**TEKS HASIL EKSTRAKSI**
▬▬▬▬▬▬▬▬▬▬

Antarajabar.com - Beberapa karung beras terlihat menumpuk di bengkel kreativitas Komunitas Kreatif Difabel (KKD) di Jalan Babakan Sari II, Kiaracondong, Bandung, Selasa (27/9).

Beras-beras tersebut bukanlah bantuan bagi penyandang difabel, melainkan usaha kecil anggota KKD untuk menambah nafkah dan modal membuat kaki palsu.

Berjualan beras bukan menjadi usaha mereka yang utama. Komunitas tersebut memiliki visi yang lebih jauh lagi yaitu untuk menyalurkan potensi kreatif penyandang difabel untuk membuat kaki dan tangan tiruan.

Bahkan, di papan nama KKD terpampang tulisan "50% dari penjualan beras disumbangkan untuk pembuatan kaki palsu".

Komunitas Kreatif Difabel bisa dibilang menjadi pionir gerakan pemberdayaan penyandang difabel di Kota Bandung yang dibentuk pada 2010.

Anwar Permana atau biasa dipanggil "Oju" yang merupakan salah seorang pendiri KKD mengatakan kelompok itu didirikan atas dasar tanggung jawab kepada sesama penyandang difabel yang selama ini cenderung dipandang sebelah mata oleh masyarakat.

Oju mengaKU usaha pembuatan kaki dan tangan tiruannya dimulainya ketika dia menyadari begitu mahalnya kaki dan tangan palsu yang beredar di pasaran dan rumah sakit.

Menurut Oju, harga yang ditawarkan oleh merek dagang terkenal bisa mencapai Rp10 juta hingga Rp50 juta per unit.

"Kalau beli kaki itu kan mahal. Jadi kita memiliki ide, ayo bikin sendiri untuk yang lebih terjangkau pada sekitar 2010," ujar Oju.

Pada mulanya Oju bertemu dengan Yusuf Suhara atau terkenal dengan "Jon" yang saat itu menjadi sales tangan tiruan di Jakarta.

Setelah pertemuan awal dengan Jon pada 2009 di Bandung dan bertemu lagi pada 2010, mereka sepakat mendirikan KKD dengan tujuan memberdayakan penyandang difabel.

Selain Oju dan Jon, ada dua pengurus lainnya di KKD yaitu Indra Semedi sebagai kepala produksi dan Iwan Ridwan sebagai bendahara.

Kendati seluruh anggota KKD merupakan difabel, masyarakat umum dapat menimba arti kehidupan kepada mereka bahwa mereka juga sama dengan manusia normal pada umumnya, yaitu giat bekerja dan ide kreatif.


Harga yang ditawarkan oleh KKD untuk per unit tangan dan kaki palsu berkisar antara Rp4 juta hingga Rp8 juta, jauh dibawah rata-rata harga pada umumnya.

Oju mengatakan usahanya selain bertujuan untuk mencari nafkah, juga berfokus membantu difabel yang tidak mampu secara ekonomi guna mendapatkan kaki tiruan bantuan.

▬▬▬▬▬▬▬▬▬▬

**DATA**
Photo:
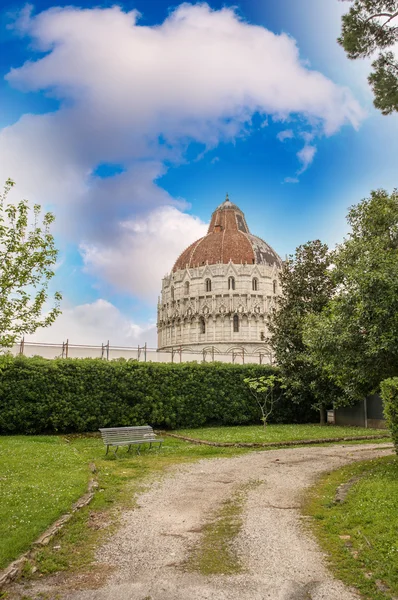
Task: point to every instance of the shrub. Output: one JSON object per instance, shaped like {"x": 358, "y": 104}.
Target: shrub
{"x": 75, "y": 395}
{"x": 389, "y": 393}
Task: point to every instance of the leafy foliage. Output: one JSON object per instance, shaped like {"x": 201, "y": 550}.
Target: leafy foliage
{"x": 389, "y": 393}
{"x": 27, "y": 257}
{"x": 306, "y": 289}
{"x": 263, "y": 390}
{"x": 67, "y": 395}
{"x": 355, "y": 339}
{"x": 372, "y": 25}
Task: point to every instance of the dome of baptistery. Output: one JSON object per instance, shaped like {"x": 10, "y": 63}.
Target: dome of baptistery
{"x": 217, "y": 297}
{"x": 228, "y": 239}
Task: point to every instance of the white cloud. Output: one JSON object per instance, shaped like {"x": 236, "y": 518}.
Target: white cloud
{"x": 136, "y": 96}
{"x": 306, "y": 156}
{"x": 144, "y": 251}
{"x": 95, "y": 324}
{"x": 287, "y": 134}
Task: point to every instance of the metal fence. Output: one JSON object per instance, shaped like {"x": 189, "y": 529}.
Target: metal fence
{"x": 144, "y": 353}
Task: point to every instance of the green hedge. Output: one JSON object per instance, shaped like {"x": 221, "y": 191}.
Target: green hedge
{"x": 76, "y": 395}
{"x": 389, "y": 393}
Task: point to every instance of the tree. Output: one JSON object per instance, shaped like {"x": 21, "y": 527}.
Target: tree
{"x": 27, "y": 255}
{"x": 307, "y": 287}
{"x": 263, "y": 390}
{"x": 369, "y": 26}
{"x": 355, "y": 339}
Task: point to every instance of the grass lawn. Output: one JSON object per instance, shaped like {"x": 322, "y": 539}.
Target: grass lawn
{"x": 360, "y": 535}
{"x": 39, "y": 480}
{"x": 274, "y": 433}
{"x": 41, "y": 477}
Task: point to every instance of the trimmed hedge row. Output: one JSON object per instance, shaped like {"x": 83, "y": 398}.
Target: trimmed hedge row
{"x": 77, "y": 395}
{"x": 389, "y": 393}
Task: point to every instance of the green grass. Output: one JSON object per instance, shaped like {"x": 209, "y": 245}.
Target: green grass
{"x": 39, "y": 480}
{"x": 41, "y": 477}
{"x": 215, "y": 554}
{"x": 368, "y": 558}
{"x": 274, "y": 433}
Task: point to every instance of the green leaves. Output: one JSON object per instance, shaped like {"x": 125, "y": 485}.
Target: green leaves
{"x": 372, "y": 25}
{"x": 307, "y": 285}
{"x": 389, "y": 393}
{"x": 27, "y": 257}
{"x": 75, "y": 395}
{"x": 355, "y": 338}
{"x": 263, "y": 390}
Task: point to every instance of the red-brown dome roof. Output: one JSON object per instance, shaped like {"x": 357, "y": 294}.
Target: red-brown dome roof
{"x": 228, "y": 239}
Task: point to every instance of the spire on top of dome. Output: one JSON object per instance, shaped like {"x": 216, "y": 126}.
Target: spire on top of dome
{"x": 228, "y": 204}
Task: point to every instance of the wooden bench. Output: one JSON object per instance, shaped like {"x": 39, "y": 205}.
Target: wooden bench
{"x": 129, "y": 436}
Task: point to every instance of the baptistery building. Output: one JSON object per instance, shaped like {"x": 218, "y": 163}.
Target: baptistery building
{"x": 218, "y": 295}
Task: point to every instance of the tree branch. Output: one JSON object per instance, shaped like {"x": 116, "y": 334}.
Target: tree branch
{"x": 390, "y": 16}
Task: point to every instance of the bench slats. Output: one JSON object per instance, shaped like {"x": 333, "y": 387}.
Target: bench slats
{"x": 127, "y": 436}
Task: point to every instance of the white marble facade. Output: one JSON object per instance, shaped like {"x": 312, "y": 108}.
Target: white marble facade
{"x": 220, "y": 306}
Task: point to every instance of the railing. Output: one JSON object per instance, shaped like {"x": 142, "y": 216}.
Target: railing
{"x": 144, "y": 353}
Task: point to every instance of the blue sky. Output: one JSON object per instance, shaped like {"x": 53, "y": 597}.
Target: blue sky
{"x": 132, "y": 128}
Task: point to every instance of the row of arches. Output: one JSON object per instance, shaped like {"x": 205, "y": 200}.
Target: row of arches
{"x": 202, "y": 324}
{"x": 231, "y": 286}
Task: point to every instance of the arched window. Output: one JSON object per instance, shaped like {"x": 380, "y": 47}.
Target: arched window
{"x": 202, "y": 325}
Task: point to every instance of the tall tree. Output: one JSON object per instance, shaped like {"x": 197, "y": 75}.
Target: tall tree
{"x": 368, "y": 27}
{"x": 355, "y": 339}
{"x": 27, "y": 257}
{"x": 306, "y": 289}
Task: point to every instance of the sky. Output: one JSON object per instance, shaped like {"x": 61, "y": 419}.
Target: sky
{"x": 132, "y": 120}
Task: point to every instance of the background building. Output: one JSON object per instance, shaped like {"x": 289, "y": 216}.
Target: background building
{"x": 220, "y": 291}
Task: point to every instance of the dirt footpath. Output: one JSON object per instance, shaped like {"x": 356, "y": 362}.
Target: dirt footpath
{"x": 282, "y": 561}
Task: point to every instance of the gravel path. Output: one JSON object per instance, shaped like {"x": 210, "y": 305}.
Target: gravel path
{"x": 282, "y": 560}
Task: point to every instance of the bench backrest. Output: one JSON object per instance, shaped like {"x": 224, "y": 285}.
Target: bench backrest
{"x": 126, "y": 434}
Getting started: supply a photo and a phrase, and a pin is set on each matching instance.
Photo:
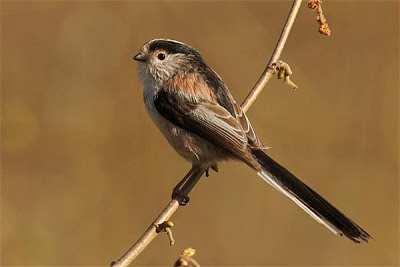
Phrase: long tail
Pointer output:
(309, 200)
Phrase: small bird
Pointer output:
(196, 113)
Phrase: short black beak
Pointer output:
(140, 57)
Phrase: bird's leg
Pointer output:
(183, 188)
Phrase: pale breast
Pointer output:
(190, 146)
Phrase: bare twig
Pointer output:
(323, 25)
(194, 175)
(268, 72)
(284, 71)
(185, 259)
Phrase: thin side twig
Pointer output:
(170, 209)
(268, 72)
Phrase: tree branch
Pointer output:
(194, 175)
(268, 72)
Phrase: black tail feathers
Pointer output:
(309, 200)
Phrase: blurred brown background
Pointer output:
(85, 171)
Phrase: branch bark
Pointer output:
(173, 205)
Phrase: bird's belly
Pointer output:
(189, 145)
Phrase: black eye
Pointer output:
(161, 56)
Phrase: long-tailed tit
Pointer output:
(199, 117)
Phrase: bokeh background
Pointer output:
(84, 170)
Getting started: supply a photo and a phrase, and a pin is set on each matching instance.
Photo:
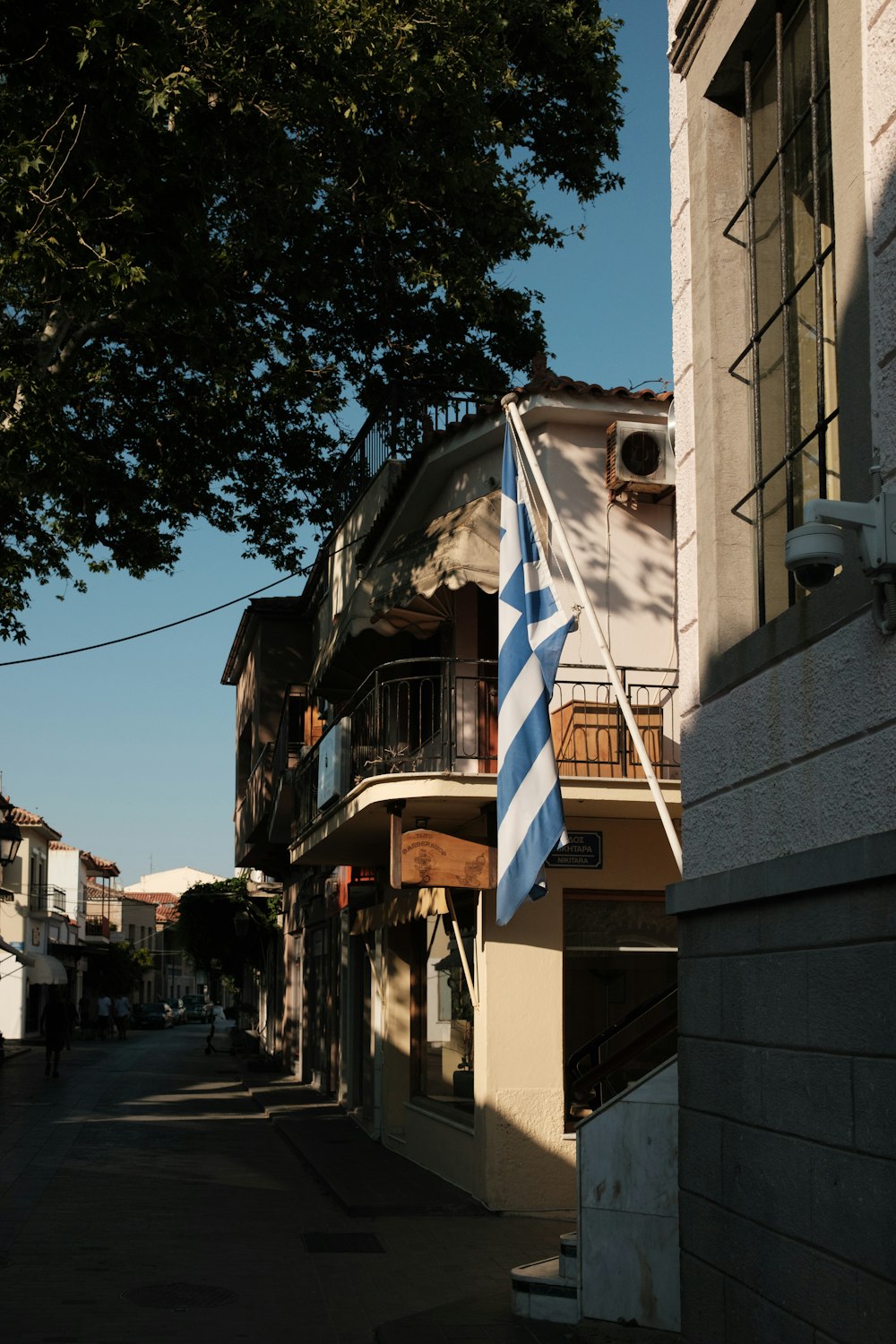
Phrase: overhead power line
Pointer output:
(169, 625)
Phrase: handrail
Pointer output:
(582, 1082)
(586, 1085)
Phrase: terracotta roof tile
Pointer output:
(23, 817)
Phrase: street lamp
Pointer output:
(10, 833)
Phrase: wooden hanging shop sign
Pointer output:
(432, 859)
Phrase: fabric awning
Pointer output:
(450, 551)
(401, 908)
(405, 590)
(47, 970)
(15, 952)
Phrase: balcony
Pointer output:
(252, 809)
(46, 900)
(440, 717)
(394, 432)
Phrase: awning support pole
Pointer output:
(512, 413)
(458, 940)
(371, 957)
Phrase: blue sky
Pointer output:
(129, 750)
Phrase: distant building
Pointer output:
(172, 879)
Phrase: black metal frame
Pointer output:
(820, 93)
(394, 430)
(435, 715)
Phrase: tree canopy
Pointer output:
(207, 932)
(220, 218)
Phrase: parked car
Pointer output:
(179, 1011)
(152, 1015)
(198, 1008)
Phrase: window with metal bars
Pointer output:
(786, 228)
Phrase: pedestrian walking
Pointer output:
(123, 1013)
(104, 1015)
(54, 1024)
(72, 1013)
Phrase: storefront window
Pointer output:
(445, 1019)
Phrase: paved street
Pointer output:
(147, 1196)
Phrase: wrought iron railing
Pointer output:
(395, 430)
(43, 897)
(440, 715)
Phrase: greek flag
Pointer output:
(532, 631)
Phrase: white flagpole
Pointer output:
(512, 413)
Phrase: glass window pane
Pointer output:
(774, 513)
(804, 371)
(771, 395)
(764, 118)
(796, 70)
(769, 247)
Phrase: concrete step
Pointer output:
(570, 1257)
(540, 1292)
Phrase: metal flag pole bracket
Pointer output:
(524, 445)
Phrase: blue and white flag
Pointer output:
(532, 631)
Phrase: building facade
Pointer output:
(783, 155)
(367, 717)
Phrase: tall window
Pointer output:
(786, 228)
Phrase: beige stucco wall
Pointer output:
(517, 1155)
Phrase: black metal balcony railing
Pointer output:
(430, 715)
(395, 430)
(43, 898)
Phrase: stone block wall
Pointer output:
(788, 1123)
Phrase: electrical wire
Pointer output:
(169, 625)
(185, 620)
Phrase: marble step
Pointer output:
(541, 1292)
(570, 1257)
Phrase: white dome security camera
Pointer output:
(817, 548)
(813, 553)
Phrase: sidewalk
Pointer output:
(368, 1180)
(193, 1196)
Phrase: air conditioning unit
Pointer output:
(333, 763)
(640, 457)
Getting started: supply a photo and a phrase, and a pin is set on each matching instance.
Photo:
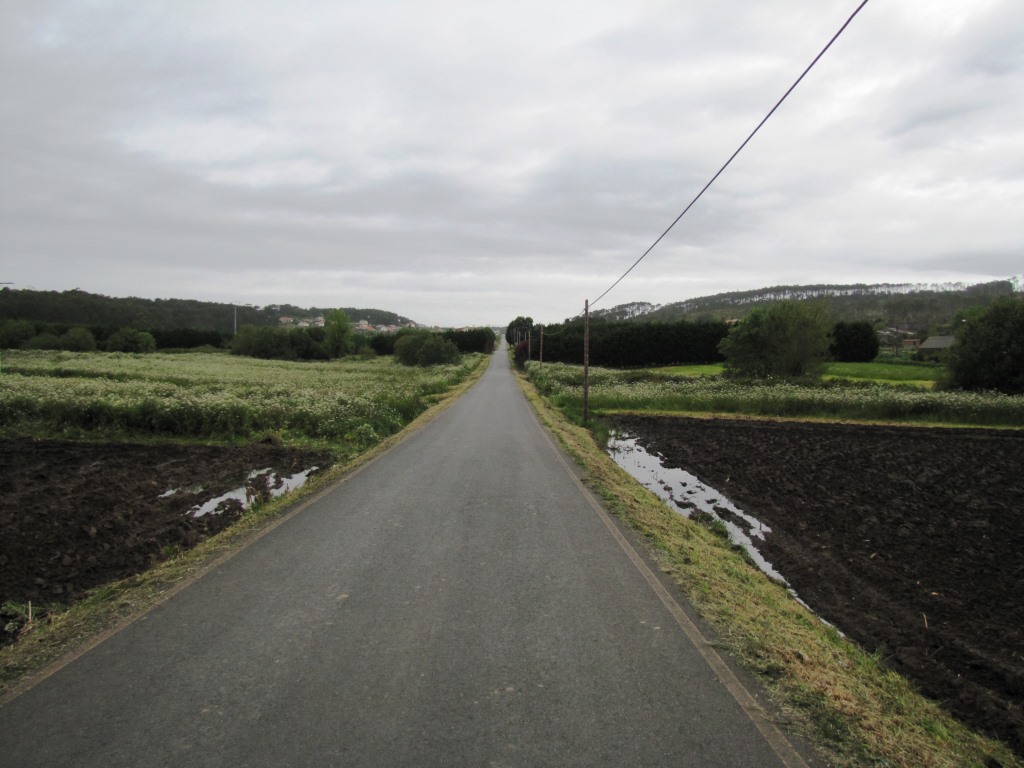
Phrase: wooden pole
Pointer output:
(586, 363)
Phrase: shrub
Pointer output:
(788, 339)
(853, 342)
(131, 340)
(13, 333)
(438, 351)
(425, 348)
(989, 349)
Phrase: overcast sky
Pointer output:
(463, 162)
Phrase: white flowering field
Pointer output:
(216, 396)
(651, 391)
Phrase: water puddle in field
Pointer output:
(259, 483)
(691, 498)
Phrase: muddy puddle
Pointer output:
(691, 498)
(260, 483)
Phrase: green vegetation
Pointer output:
(989, 348)
(655, 391)
(425, 348)
(922, 375)
(787, 339)
(853, 342)
(215, 396)
(844, 699)
(93, 310)
(915, 307)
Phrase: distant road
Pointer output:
(460, 601)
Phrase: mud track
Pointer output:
(909, 540)
(75, 515)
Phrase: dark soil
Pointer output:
(75, 515)
(909, 540)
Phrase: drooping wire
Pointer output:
(731, 158)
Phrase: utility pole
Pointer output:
(586, 363)
(5, 284)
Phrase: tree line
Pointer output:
(81, 308)
(787, 340)
(916, 308)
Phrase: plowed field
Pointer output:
(75, 515)
(909, 540)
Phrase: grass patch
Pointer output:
(641, 391)
(845, 700)
(923, 376)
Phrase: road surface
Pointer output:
(460, 601)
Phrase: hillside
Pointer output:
(913, 307)
(83, 308)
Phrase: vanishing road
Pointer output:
(459, 601)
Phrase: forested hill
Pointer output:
(899, 305)
(82, 308)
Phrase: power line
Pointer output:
(732, 157)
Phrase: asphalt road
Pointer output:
(460, 601)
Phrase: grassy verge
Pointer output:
(67, 633)
(840, 697)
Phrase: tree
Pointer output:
(518, 328)
(988, 352)
(79, 340)
(788, 339)
(131, 340)
(853, 342)
(339, 333)
(425, 348)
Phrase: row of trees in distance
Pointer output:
(636, 344)
(788, 339)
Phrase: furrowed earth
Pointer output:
(909, 540)
(78, 515)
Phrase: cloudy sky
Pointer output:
(463, 162)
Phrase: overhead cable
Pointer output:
(732, 157)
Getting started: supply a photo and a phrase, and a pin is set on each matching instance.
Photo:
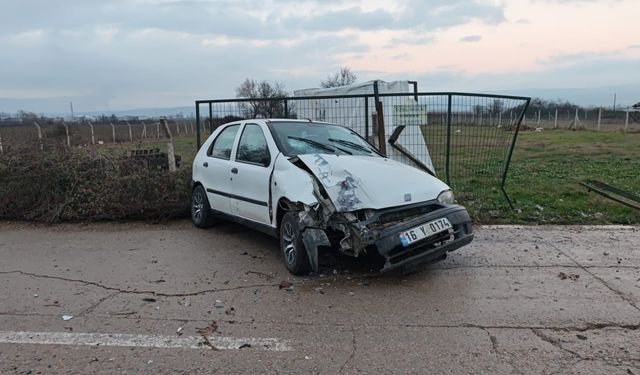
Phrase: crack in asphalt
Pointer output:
(353, 350)
(586, 269)
(582, 328)
(95, 305)
(126, 291)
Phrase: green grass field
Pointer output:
(543, 179)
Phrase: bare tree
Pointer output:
(343, 77)
(263, 94)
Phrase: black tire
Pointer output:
(201, 215)
(293, 251)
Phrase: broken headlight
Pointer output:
(446, 197)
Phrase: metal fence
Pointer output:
(466, 139)
(46, 134)
(592, 119)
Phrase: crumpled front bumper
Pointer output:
(429, 249)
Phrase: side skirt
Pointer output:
(264, 228)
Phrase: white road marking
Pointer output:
(142, 341)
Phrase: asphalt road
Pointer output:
(170, 298)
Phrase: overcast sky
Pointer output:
(112, 55)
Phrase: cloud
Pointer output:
(471, 38)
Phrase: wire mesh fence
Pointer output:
(465, 139)
(593, 119)
(45, 134)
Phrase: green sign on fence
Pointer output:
(410, 114)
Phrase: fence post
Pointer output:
(170, 151)
(198, 128)
(626, 121)
(130, 133)
(448, 148)
(144, 130)
(66, 130)
(39, 135)
(93, 137)
(113, 132)
(382, 141)
(210, 118)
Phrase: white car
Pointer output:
(316, 185)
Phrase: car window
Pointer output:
(253, 146)
(223, 144)
(299, 138)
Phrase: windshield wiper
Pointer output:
(314, 143)
(351, 144)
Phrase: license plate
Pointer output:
(423, 231)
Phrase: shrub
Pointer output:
(78, 186)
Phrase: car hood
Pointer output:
(366, 182)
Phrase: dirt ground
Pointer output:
(169, 298)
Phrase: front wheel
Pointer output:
(201, 215)
(293, 251)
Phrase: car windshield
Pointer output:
(299, 138)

▬▬▬▬▬▬▬▬▬▬

**SOAL TUGAS**
Lanjutkan tulisan tentang Komunitas Kreatif Difabel di Bandung setelah kalimat terakhirnya. Item-item ini diambil dari sumber lain.

**HASIL TUGAS**
Dari penjualan tiga hingga empat set tangan atau kaki tiruan, KKD dapat membuat satu set untuk dibagi secara gratis kepada yang membutuhkan.

Banyak warga difabel yang mengalami cacat akibat amputasi menyambangi KKD untuk meminta tangan dan kaki tiruan secara gratis.

Komunitas itu mencatat ada sekitar 40-an penyandang difabel yang meminta bantuan namun belum dapat dipenuhi. Pihaknya masih harus menseleksi siapa yang dirasa paling berhak menerima tangan atau kaki tiruan gratis.

Sejak awal berdiri pada 2010, komunitas telah memberi sekitar 200-an kaki atau tangan gratis kepada yang masyarakat difabel.

KKD sendiri menjadi pendorong bagi komunitas difabel di provinsi lain untuk melakukan pemberdayaan.

"Kami juga mendirikan koordinator cabang di beberapa kota di Indonesia seperti di Merauke Papua, Aceh bahkan Nunukan," ujar Oju.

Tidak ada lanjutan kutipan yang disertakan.